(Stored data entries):
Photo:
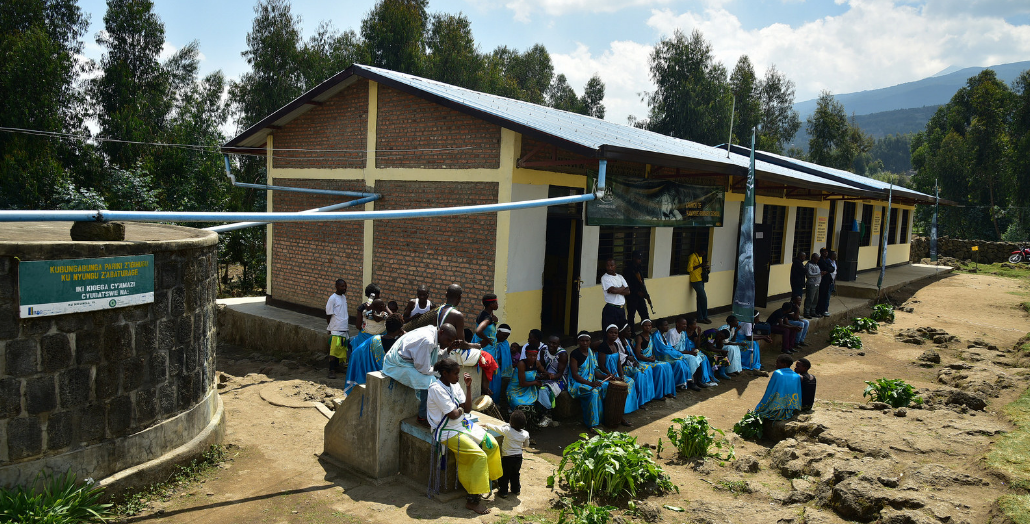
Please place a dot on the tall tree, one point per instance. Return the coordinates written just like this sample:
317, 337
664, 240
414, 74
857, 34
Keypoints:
691, 98
747, 111
833, 140
395, 35
131, 95
38, 42
453, 57
780, 121
328, 53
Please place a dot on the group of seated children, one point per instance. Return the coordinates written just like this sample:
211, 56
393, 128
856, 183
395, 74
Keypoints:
653, 363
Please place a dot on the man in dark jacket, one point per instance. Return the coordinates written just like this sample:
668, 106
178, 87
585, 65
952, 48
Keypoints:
797, 275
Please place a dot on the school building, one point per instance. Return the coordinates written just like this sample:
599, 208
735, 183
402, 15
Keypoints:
424, 144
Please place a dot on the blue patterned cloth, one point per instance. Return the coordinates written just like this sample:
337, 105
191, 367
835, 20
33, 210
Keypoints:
364, 359
783, 395
591, 398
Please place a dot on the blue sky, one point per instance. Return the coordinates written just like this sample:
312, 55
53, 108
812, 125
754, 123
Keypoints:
839, 45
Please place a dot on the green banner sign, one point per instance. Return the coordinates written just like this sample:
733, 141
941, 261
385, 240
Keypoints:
57, 287
656, 203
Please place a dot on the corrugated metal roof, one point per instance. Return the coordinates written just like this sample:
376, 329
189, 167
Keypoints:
584, 135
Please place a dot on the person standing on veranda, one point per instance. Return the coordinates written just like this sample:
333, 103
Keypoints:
695, 268
616, 288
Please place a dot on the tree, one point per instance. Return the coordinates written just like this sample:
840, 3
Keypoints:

(Your objective):
Return each line from the records that includes the word "tree".

(Result of this task):
Please place a dot on the tall tree, one point per instance. Return the coordinates written just like this sample:
Please place a dot on the tree, one point per instance. Return the coordinates written just like this sample:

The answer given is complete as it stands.